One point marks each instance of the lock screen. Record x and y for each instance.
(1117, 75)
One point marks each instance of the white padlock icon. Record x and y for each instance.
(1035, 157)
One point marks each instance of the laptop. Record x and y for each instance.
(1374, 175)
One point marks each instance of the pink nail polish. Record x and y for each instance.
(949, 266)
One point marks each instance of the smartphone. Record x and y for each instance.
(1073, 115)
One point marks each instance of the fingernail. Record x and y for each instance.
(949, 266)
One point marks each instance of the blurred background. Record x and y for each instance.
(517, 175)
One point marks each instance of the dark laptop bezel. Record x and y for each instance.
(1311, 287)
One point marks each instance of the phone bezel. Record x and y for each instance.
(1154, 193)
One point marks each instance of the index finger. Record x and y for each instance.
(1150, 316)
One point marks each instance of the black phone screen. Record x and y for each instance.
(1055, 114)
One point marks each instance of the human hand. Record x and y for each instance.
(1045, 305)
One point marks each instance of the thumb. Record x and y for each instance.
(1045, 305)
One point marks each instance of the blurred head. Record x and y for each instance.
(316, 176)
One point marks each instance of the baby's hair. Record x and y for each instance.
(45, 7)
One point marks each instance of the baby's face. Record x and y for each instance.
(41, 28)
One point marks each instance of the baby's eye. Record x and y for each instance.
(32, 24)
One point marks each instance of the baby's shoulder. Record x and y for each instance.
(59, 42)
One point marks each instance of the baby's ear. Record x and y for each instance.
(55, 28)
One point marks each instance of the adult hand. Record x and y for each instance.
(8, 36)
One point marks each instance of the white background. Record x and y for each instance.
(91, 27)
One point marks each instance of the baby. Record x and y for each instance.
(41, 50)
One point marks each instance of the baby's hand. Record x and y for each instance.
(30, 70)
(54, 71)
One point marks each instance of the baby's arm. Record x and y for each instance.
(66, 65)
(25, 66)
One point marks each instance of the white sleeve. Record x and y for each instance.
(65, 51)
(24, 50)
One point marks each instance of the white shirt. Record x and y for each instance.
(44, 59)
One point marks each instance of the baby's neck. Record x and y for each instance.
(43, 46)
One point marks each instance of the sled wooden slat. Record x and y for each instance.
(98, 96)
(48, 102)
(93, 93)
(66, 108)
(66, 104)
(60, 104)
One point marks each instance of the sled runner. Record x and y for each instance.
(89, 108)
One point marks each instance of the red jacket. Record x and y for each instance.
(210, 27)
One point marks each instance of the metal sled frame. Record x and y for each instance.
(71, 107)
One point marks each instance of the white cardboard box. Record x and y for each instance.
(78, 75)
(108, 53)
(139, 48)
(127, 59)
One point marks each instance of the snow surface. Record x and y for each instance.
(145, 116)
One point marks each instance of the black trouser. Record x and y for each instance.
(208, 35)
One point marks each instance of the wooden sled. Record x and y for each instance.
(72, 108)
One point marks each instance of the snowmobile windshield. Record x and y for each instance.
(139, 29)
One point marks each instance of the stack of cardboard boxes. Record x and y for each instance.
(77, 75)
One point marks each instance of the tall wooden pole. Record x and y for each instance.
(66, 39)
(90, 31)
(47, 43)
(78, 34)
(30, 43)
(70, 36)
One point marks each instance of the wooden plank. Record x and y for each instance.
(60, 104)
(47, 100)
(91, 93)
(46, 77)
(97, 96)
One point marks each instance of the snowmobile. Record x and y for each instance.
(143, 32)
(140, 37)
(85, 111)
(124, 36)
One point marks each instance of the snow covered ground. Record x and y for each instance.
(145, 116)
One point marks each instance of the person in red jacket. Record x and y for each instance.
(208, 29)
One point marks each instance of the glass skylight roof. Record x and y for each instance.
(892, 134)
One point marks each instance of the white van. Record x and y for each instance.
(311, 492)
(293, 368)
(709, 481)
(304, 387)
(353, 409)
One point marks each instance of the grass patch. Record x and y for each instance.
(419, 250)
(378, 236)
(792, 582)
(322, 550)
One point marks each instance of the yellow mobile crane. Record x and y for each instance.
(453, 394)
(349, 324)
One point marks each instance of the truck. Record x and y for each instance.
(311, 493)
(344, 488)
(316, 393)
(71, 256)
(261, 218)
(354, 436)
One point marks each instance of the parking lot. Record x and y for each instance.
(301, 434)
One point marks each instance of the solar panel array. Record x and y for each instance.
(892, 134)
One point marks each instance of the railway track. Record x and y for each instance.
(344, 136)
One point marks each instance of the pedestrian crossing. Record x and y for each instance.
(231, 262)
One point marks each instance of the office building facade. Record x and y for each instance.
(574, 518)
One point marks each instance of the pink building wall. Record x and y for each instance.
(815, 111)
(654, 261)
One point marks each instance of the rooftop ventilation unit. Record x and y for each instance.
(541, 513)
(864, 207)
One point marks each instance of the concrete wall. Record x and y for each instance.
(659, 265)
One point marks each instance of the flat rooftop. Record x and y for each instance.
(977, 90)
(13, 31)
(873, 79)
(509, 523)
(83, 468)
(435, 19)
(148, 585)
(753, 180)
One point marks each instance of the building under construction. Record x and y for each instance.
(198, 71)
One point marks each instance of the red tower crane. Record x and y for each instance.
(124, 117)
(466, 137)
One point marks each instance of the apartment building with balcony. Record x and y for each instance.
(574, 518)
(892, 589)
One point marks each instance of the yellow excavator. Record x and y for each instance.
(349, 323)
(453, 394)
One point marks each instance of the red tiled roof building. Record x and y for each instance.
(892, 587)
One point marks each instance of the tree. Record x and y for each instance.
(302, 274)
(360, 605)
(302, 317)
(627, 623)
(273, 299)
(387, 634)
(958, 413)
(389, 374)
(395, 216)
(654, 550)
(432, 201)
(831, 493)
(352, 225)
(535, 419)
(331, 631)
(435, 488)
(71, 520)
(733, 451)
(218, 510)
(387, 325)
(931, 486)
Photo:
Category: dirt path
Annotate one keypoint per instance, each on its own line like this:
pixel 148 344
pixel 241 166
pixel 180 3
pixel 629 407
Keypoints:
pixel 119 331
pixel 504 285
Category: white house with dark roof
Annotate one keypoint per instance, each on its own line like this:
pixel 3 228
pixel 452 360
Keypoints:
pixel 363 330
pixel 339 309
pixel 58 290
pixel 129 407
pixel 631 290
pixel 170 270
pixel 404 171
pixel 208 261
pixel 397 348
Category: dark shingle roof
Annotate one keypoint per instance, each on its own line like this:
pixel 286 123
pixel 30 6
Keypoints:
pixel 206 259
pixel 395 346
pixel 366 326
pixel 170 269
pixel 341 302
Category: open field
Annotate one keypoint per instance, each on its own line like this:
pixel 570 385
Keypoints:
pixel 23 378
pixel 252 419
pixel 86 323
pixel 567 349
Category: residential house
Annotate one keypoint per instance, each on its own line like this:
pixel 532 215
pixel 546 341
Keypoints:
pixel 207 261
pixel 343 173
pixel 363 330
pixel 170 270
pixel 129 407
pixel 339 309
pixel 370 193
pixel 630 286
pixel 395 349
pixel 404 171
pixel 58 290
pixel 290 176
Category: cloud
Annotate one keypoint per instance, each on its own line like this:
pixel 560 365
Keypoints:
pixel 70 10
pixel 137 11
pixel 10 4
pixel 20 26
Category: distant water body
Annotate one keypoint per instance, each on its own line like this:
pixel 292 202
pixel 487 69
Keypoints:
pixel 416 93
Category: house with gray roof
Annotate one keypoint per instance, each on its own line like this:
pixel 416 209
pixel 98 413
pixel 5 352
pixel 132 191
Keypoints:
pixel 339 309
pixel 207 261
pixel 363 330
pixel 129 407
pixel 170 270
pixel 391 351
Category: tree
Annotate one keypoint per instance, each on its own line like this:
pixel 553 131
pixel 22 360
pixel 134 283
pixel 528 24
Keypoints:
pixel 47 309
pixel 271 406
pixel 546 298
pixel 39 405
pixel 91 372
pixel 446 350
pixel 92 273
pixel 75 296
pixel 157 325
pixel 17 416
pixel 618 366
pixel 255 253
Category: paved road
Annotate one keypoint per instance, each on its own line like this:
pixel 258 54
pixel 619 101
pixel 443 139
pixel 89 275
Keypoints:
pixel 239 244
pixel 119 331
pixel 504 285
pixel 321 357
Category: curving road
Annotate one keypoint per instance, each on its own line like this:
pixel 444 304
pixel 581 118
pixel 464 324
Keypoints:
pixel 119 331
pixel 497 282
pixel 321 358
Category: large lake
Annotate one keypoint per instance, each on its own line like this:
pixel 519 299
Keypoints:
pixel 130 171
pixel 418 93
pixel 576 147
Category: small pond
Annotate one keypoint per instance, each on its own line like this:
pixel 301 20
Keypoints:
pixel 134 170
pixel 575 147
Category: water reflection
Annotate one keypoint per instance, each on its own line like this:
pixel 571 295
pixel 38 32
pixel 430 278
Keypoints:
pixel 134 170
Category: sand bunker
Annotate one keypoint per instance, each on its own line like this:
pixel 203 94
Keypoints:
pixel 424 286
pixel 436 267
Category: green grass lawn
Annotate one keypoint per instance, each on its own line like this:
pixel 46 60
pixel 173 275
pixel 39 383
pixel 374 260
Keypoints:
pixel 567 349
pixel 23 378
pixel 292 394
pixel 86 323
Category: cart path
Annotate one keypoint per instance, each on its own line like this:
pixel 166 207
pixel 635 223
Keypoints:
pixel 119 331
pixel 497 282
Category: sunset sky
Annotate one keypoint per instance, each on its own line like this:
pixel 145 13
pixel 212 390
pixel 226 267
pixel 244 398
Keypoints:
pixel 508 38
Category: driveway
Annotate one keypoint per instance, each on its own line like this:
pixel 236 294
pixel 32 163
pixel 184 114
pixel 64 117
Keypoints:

Required action:
In the listing above, find the line with "Category: residential house" and the line with "pixel 560 365", then print exactly those lines and every line between them.

Written answer:
Category: residential house
Annotate one keypoint per instance, each on its own line like this:
pixel 532 215
pixel 546 341
Keypoints:
pixel 207 261
pixel 343 173
pixel 363 330
pixel 170 270
pixel 129 407
pixel 339 309
pixel 370 193
pixel 630 286
pixel 395 349
pixel 404 171
pixel 58 290
pixel 290 176
Category: cloud
Annotate one keypoint per instance, each on its own line like this:
pixel 560 365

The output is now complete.